■ **TASK ITEM**:
From the line that contains "In this picture, where can the racket handle" down to the final line of the listing below, set down every line exactly, both ends included, and drop the pictures.

■ **GIVEN RECORDS**:
+ + + + + + +
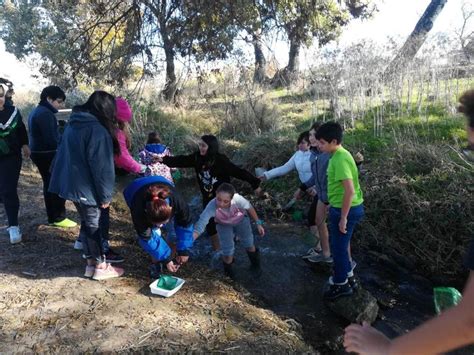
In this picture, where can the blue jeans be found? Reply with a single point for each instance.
(90, 233)
(227, 232)
(10, 167)
(340, 241)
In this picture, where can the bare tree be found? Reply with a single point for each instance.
(465, 37)
(417, 37)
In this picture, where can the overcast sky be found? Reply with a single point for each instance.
(395, 18)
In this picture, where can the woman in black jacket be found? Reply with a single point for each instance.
(13, 142)
(212, 169)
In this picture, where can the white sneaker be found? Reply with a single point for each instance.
(78, 245)
(15, 234)
(311, 252)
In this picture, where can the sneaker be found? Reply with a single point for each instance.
(353, 282)
(311, 252)
(113, 257)
(319, 258)
(15, 234)
(108, 272)
(78, 245)
(336, 291)
(65, 223)
(216, 260)
(90, 269)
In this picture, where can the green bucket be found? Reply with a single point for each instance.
(167, 282)
(445, 297)
(297, 216)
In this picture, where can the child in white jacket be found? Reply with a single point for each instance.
(299, 161)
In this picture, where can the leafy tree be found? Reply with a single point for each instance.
(81, 40)
(304, 20)
(253, 17)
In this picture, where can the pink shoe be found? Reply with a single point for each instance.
(90, 269)
(107, 273)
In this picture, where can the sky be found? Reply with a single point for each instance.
(396, 18)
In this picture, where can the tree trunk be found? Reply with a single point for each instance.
(294, 57)
(417, 37)
(169, 91)
(260, 73)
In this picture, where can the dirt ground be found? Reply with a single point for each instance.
(46, 305)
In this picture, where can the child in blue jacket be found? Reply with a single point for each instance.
(153, 202)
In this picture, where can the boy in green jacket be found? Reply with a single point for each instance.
(346, 207)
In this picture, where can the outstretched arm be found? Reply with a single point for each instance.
(452, 329)
(281, 170)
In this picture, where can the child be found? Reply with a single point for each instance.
(44, 139)
(212, 169)
(299, 161)
(317, 187)
(154, 203)
(231, 214)
(453, 329)
(153, 152)
(13, 143)
(347, 209)
(83, 172)
(124, 160)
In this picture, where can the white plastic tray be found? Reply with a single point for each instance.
(166, 293)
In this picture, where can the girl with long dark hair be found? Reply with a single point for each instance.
(212, 169)
(84, 173)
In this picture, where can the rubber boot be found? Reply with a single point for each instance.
(255, 261)
(228, 271)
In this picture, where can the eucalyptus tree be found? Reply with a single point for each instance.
(109, 42)
(302, 21)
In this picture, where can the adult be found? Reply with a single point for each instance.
(44, 139)
(13, 142)
(154, 202)
(454, 328)
(212, 169)
(124, 164)
(84, 173)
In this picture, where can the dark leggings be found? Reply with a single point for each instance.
(312, 212)
(55, 205)
(91, 234)
(211, 225)
(10, 167)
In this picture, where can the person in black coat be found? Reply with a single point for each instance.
(212, 169)
(13, 142)
(154, 203)
(83, 172)
(44, 139)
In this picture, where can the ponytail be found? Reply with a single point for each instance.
(157, 208)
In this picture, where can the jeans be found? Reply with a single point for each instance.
(55, 205)
(104, 223)
(340, 241)
(227, 232)
(10, 167)
(91, 233)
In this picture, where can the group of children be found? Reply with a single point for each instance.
(80, 166)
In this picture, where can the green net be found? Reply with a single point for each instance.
(167, 282)
(176, 175)
(445, 297)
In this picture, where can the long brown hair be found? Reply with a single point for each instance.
(157, 209)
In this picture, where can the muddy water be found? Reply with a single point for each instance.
(293, 289)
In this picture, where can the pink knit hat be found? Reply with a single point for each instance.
(124, 112)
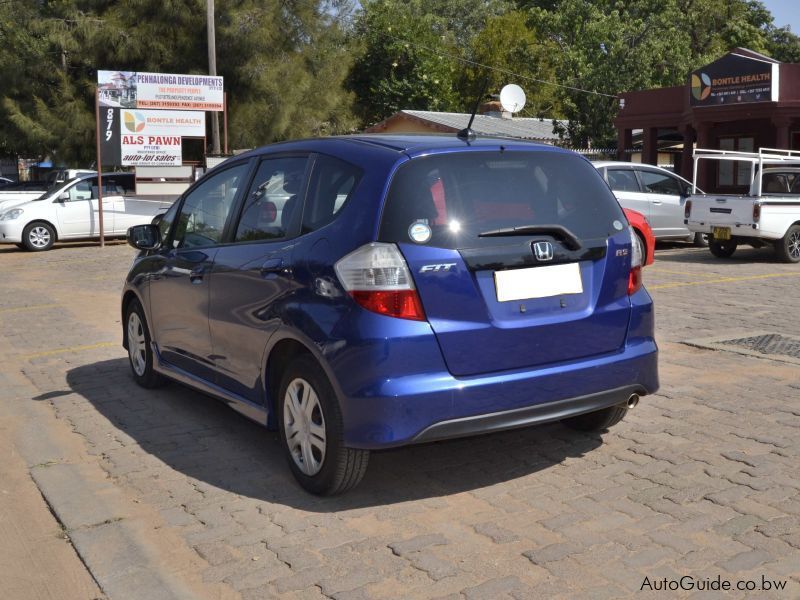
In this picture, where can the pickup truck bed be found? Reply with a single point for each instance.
(769, 216)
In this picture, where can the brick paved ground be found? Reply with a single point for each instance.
(702, 479)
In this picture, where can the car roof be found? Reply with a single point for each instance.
(410, 144)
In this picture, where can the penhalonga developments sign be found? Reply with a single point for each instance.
(155, 137)
(131, 89)
(734, 79)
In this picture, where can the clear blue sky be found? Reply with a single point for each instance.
(786, 12)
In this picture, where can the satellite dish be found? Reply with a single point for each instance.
(512, 98)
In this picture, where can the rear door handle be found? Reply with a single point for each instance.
(272, 267)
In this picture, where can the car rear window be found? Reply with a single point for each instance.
(447, 200)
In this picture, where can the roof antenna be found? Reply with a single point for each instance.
(468, 134)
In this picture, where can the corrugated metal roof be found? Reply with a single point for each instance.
(518, 127)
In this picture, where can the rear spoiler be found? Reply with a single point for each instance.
(764, 156)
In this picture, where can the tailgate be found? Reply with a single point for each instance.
(478, 333)
(720, 210)
(521, 259)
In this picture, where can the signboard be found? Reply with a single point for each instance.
(152, 150)
(132, 89)
(163, 122)
(154, 137)
(734, 79)
(109, 136)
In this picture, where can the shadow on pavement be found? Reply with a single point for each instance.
(205, 440)
(743, 254)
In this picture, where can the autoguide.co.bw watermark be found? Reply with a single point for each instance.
(718, 584)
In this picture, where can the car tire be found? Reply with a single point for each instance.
(598, 420)
(38, 236)
(140, 351)
(788, 247)
(722, 249)
(312, 433)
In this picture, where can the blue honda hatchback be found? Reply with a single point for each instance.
(367, 292)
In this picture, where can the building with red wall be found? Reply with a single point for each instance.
(743, 101)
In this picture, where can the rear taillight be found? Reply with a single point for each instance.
(637, 253)
(377, 277)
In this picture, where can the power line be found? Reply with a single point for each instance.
(498, 69)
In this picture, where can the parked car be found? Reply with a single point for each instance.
(20, 191)
(645, 234)
(63, 175)
(656, 193)
(69, 211)
(413, 288)
(767, 216)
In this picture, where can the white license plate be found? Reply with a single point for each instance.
(538, 282)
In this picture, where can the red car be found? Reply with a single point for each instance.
(639, 223)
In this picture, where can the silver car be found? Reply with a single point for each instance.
(656, 193)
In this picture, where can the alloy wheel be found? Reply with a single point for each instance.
(137, 348)
(793, 245)
(39, 236)
(304, 425)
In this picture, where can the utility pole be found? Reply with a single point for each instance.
(212, 70)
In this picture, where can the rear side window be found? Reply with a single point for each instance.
(659, 183)
(623, 180)
(447, 200)
(273, 201)
(332, 184)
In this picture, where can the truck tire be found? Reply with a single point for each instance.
(38, 236)
(722, 249)
(788, 247)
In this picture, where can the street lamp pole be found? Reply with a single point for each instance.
(212, 70)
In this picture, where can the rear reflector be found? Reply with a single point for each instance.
(403, 304)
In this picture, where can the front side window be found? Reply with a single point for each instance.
(731, 172)
(205, 210)
(660, 183)
(449, 200)
(272, 205)
(622, 180)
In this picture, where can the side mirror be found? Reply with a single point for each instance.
(144, 237)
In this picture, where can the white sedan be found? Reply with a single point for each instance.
(71, 211)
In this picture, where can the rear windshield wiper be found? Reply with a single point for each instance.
(557, 231)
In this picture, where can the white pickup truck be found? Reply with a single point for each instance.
(768, 216)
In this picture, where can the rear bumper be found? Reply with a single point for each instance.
(523, 417)
(426, 407)
(11, 232)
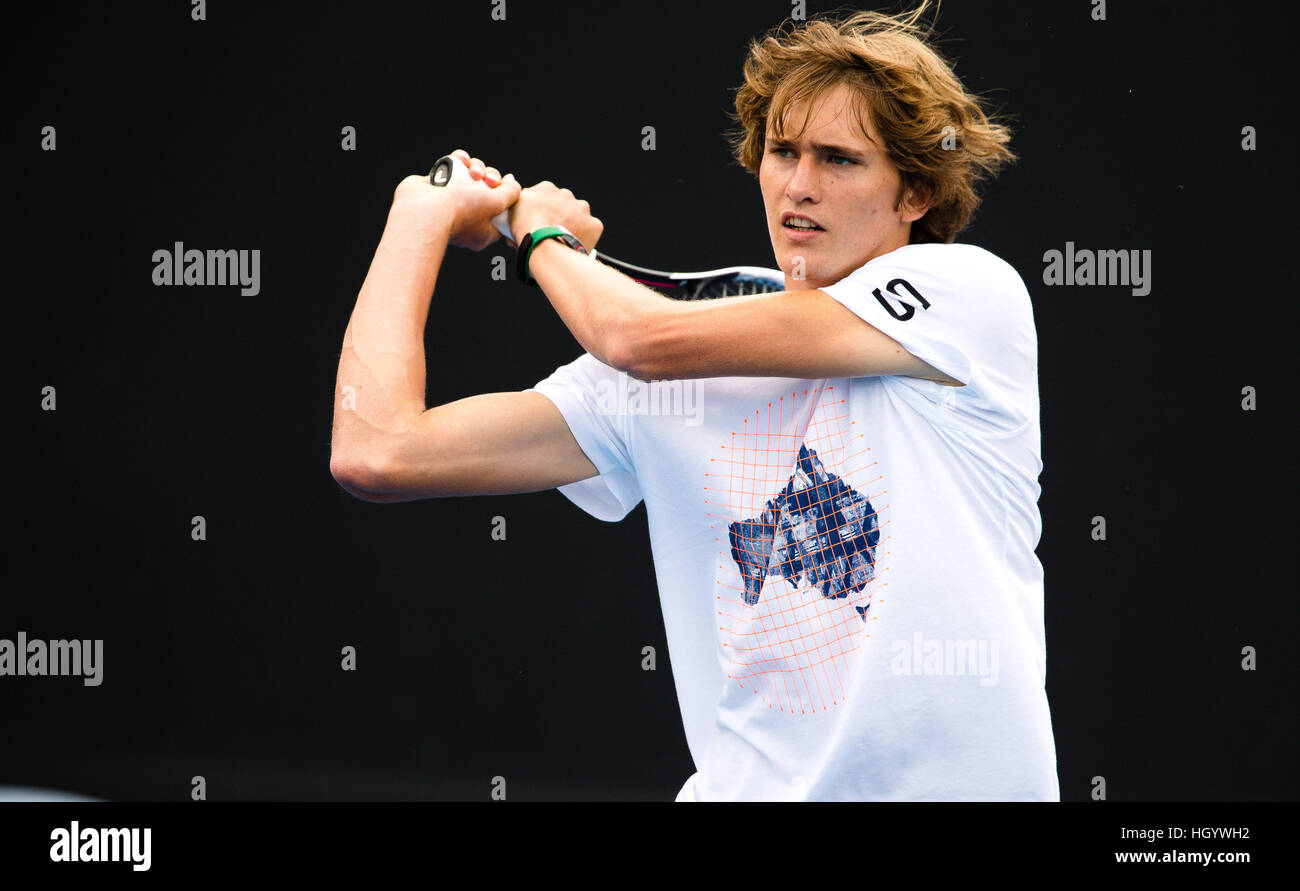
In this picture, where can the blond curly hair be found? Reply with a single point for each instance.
(935, 132)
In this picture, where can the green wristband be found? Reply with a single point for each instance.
(534, 238)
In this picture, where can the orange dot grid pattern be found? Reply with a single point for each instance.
(793, 647)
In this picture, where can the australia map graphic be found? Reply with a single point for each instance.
(817, 531)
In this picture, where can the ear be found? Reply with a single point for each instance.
(915, 200)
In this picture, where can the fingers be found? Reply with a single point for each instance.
(477, 169)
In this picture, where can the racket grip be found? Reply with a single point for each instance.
(450, 169)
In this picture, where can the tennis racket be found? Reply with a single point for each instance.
(729, 281)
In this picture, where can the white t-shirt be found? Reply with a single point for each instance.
(846, 569)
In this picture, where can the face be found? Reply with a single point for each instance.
(837, 180)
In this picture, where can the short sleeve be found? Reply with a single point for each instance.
(963, 311)
(585, 394)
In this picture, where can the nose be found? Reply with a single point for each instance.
(804, 182)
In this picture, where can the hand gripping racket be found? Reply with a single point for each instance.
(729, 281)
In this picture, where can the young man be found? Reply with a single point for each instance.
(844, 540)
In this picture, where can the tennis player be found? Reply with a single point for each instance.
(844, 533)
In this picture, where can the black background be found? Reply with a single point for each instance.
(521, 657)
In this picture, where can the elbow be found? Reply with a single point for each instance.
(625, 350)
(363, 476)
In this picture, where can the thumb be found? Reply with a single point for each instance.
(507, 191)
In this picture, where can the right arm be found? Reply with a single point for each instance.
(385, 445)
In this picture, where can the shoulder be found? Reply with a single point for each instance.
(957, 259)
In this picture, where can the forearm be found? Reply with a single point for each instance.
(601, 307)
(381, 368)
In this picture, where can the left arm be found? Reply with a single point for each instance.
(801, 334)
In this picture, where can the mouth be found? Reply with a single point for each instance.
(798, 224)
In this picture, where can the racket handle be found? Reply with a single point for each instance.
(449, 169)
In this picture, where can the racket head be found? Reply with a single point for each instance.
(707, 285)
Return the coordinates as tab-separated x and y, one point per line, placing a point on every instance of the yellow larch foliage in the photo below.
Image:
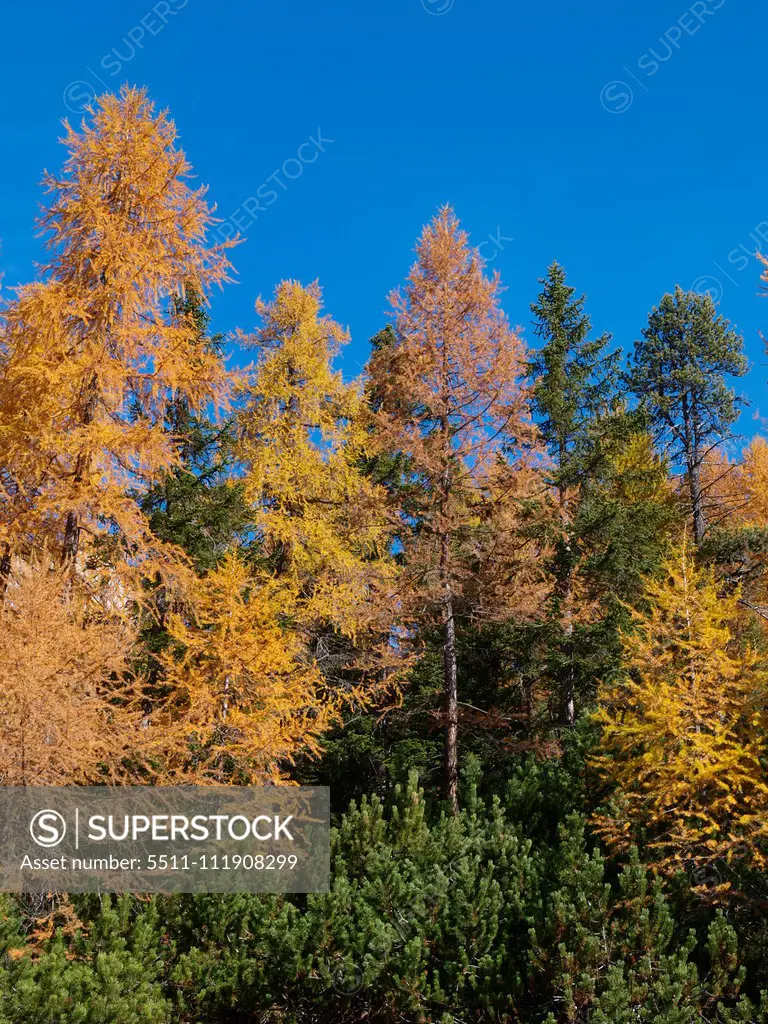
91	352
320	519
245	700
752	482
684	728
66	705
+ + + + + + +
■ **TASK OUTPUT**:
In this picture, where can the racket handle be found? Reply with a single point for each instance.
(449, 169)
In this picture, where can the racket head be found? Reply with a single point for each instance.
(707, 285)
Return the coordinates as tab-separated x and y, one point per line, placing a point on every instance of the yellow larch foliage in the photo below.
Image:
91	352
320	519
245	700
752	482
684	728
66	705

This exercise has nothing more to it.